EXERCISE PROMPT: Set down exactly the lines running from the line with "Exercise. Identify every instance of the chrome" to the end of the listing below, both ends included.

THE DATA:
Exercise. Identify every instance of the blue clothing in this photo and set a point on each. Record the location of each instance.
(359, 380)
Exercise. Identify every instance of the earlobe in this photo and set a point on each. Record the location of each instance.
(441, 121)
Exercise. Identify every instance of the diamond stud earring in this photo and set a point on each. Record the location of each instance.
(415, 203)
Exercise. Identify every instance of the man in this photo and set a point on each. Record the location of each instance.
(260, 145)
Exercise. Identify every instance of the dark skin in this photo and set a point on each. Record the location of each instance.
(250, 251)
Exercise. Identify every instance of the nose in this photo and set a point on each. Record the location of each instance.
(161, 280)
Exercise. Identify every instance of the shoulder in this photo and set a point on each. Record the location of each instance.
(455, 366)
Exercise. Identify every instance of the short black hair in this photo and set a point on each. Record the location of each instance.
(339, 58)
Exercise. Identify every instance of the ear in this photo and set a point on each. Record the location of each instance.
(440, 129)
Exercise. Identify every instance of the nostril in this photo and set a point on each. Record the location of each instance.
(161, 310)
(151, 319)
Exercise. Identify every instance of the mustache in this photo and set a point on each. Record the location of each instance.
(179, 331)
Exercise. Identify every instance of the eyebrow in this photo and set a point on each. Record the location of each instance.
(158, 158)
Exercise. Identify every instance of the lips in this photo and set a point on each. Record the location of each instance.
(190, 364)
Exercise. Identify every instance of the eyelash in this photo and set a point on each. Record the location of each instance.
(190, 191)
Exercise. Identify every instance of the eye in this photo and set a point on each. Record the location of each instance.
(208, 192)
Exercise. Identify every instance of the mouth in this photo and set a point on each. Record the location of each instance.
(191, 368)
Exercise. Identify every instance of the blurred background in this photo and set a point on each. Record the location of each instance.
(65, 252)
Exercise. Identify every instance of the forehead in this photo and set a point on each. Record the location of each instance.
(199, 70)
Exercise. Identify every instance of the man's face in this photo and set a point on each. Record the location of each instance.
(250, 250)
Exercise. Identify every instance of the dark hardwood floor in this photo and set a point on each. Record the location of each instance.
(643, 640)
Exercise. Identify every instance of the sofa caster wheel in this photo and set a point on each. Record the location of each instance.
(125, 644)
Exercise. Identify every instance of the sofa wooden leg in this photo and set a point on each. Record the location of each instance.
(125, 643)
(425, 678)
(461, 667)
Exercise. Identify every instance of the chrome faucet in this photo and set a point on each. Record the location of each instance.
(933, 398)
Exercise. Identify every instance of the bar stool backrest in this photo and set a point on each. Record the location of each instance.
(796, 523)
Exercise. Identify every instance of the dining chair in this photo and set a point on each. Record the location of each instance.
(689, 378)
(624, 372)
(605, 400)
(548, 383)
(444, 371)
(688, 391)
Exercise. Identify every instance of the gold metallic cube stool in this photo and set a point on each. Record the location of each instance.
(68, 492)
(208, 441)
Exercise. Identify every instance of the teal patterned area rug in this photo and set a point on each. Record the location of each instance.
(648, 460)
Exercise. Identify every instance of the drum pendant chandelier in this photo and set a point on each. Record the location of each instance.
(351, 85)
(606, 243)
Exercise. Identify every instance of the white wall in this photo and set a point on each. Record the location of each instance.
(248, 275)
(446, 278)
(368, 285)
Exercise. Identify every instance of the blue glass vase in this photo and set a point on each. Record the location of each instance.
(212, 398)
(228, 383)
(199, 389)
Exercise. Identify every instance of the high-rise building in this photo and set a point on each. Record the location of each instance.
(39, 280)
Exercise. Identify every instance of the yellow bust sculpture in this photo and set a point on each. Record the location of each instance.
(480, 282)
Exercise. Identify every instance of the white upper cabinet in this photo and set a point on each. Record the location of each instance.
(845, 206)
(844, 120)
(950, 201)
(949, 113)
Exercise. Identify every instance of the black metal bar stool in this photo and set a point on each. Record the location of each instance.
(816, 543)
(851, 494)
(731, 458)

OUTPUT FOR THIS TASK:
Exercise. Identify every instance of the chrome faucet in this photo and set a point on each. Record the location of each instance.
(933, 398)
Exercise. Identify every instance of the bar stool backrest in this photo and set a point on each. Record the location of each instance.
(796, 523)
Exercise. Identify every instance of the dining chair in this photo and set a point on each. Record the location of each instance.
(689, 378)
(624, 372)
(605, 400)
(548, 383)
(444, 371)
(688, 391)
Exercise. Identify every instance of the gold metallic cube stool in this photo and set a point on each. Record the location of each instance.
(68, 492)
(208, 441)
Exercise. Identify every instance of the teal patterned area rug in this photo and set a point on each. Record the location of each instance.
(648, 460)
Exercise. Identify every instance of the drum pendant chandelier in this photo and set a point on each. Record the location of each instance.
(351, 85)
(606, 243)
Exercise. Identify every instance of the white wall in this photo and set a point on each. Record the location of each instance.
(248, 275)
(446, 278)
(368, 285)
Exercise. Identify every instance of the blue glass vase in this photo and set a point on each. Record the location of each instance.
(212, 398)
(228, 383)
(199, 389)
Exercise. Identify every instance of the high-rise building in this photo and set a point on each. Record the location of each instance.
(39, 280)
Exercise. Identify every instance of the yellow bust sculpture in this photo and set a point on each. Record the location of each instance.
(480, 282)
Exercise. Identify every instance of the white upper cabinet in this photo and set a point on each. Record the location of each instance.
(845, 206)
(844, 120)
(950, 201)
(949, 113)
Exercise. Identify every instance of the black metal bar stool in this photo and set a point on each. Record the location of each instance.
(816, 543)
(851, 494)
(731, 458)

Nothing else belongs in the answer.